Problem details :: Your output should be the entries below, exact in every detail.

START Records to process

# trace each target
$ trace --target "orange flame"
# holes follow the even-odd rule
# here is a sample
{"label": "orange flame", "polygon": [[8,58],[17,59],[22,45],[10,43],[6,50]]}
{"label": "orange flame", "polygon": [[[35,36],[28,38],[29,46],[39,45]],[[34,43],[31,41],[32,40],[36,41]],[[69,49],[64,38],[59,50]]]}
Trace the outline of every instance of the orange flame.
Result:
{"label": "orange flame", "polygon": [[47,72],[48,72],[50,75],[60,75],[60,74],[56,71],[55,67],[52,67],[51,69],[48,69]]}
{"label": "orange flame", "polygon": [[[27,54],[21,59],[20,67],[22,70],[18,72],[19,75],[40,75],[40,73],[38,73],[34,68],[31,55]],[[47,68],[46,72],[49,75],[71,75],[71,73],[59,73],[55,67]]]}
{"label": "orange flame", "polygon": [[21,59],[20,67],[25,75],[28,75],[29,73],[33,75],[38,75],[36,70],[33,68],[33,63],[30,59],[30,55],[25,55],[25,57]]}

END Records to process

Reply to the task ::
# trace each target
$ trace --target "orange flame"
# holes follow the even-odd rule
# here is a sample
{"label": "orange flame", "polygon": [[8,58],[17,59],[22,45],[10,43],[6,50]]}
{"label": "orange flame", "polygon": [[[35,36],[28,38],[29,46],[39,45]],[[34,43],[31,41],[32,40],[36,41]],[[69,49],[64,38],[59,50]]]}
Trace the outline of every instance of the orange flame.
Result:
{"label": "orange flame", "polygon": [[47,72],[48,72],[50,75],[60,75],[60,74],[56,71],[55,67],[52,67],[51,69],[48,69]]}
{"label": "orange flame", "polygon": [[[27,54],[21,59],[20,67],[22,70],[18,72],[19,75],[40,75],[40,73],[38,73],[34,68],[31,55]],[[47,68],[46,72],[49,75],[71,75],[71,73],[59,73],[55,67]]]}
{"label": "orange flame", "polygon": [[21,59],[20,67],[25,75],[28,75],[29,73],[33,75],[38,75],[36,70],[33,68],[33,63],[30,59],[30,55],[25,55],[25,57]]}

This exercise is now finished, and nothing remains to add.